+++ Record excerpts

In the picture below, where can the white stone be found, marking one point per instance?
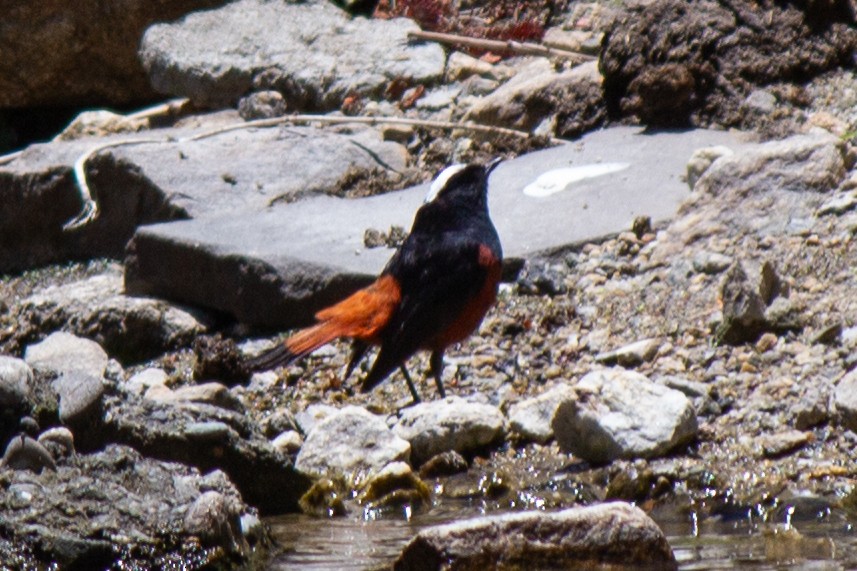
(352, 443)
(622, 414)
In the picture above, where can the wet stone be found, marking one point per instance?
(59, 441)
(776, 445)
(351, 443)
(394, 486)
(312, 415)
(631, 355)
(15, 380)
(62, 352)
(326, 498)
(289, 442)
(80, 395)
(845, 400)
(215, 520)
(146, 379)
(25, 453)
(443, 464)
(279, 421)
(622, 414)
(262, 105)
(209, 432)
(609, 533)
(531, 418)
(711, 263)
(449, 424)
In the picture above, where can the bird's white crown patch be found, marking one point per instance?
(440, 181)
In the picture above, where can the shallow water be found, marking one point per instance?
(826, 543)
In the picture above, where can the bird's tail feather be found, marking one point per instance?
(298, 345)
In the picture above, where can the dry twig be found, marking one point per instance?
(524, 48)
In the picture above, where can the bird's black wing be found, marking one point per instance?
(439, 276)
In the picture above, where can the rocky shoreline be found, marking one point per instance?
(700, 364)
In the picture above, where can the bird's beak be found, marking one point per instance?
(492, 164)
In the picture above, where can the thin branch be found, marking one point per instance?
(168, 108)
(6, 159)
(90, 210)
(524, 48)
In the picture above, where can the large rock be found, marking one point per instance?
(313, 53)
(352, 443)
(449, 424)
(129, 328)
(118, 506)
(531, 418)
(622, 414)
(141, 184)
(799, 163)
(278, 268)
(669, 65)
(767, 189)
(607, 534)
(56, 53)
(16, 378)
(571, 101)
(210, 438)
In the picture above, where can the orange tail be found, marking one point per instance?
(360, 316)
(301, 343)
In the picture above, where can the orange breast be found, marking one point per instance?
(475, 310)
(364, 314)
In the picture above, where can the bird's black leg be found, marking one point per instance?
(358, 349)
(436, 364)
(410, 382)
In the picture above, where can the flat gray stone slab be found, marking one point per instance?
(142, 184)
(278, 267)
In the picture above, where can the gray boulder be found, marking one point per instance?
(622, 414)
(130, 328)
(57, 53)
(16, 378)
(352, 443)
(62, 353)
(210, 438)
(567, 103)
(531, 418)
(147, 183)
(799, 163)
(25, 453)
(613, 533)
(306, 51)
(80, 397)
(122, 504)
(449, 424)
(845, 400)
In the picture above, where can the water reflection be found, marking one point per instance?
(315, 544)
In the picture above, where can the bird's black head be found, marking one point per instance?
(462, 184)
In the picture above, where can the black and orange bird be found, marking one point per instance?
(433, 293)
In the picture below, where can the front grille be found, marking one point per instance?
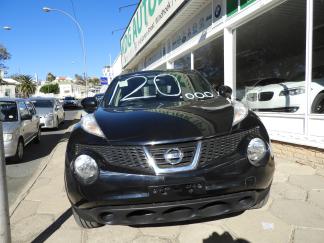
(134, 157)
(265, 96)
(252, 97)
(188, 150)
(128, 157)
(216, 148)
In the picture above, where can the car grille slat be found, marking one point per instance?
(134, 157)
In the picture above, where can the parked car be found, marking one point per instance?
(21, 125)
(289, 96)
(70, 102)
(50, 111)
(164, 146)
(99, 97)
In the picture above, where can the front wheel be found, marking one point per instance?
(19, 152)
(84, 223)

++++++

### Aim of the exercise
Restate every line, beginning at the line that has "In the picture above, where can the bird's black leg" and stopping after the final line, adding -55 to every coordinate in the answers. Leave the pictures out.

### Answer in full
In the picture above, where can the bird's black leg be found, marking one point per instance?
(303, 294)
(381, 309)
(355, 327)
In the picture above, where can the flat gray stone slab be found, marking one point per instance?
(87, 129)
(223, 212)
In the picture above, where can the gray boulder be found, marking one point per instance?
(567, 359)
(75, 273)
(2, -2)
(-39, 323)
(297, 388)
(7, 298)
(155, 383)
(512, 48)
(476, 363)
(92, 128)
(744, 108)
(-30, 398)
(558, 478)
(251, -4)
(25, 342)
(67, 449)
(394, 369)
(790, 345)
In the picture above, where can the water reflection be found, marking one point per instance?
(260, 489)
In the picture above, where can the bird's black head be found, marking one point per instance?
(407, 129)
In the picture above, where can the black and orange bird be found, marking one point per instance?
(378, 238)
In the picture below, where can the front grille be found, marking one point per instance?
(79, 102)
(210, 41)
(197, 42)
(133, 95)
(73, 102)
(161, 93)
In the picture above, where can the car grille slat be found, marking one point per instance?
(79, 102)
In the picture above, where can the parked car be found, marking one point per instance?
(-34, 70)
(234, 41)
(15, 47)
(-5, 56)
(109, 91)
(44, 42)
In the picture above, where can the front wheel be found, marking one point per instance?
(-36, 97)
(29, 168)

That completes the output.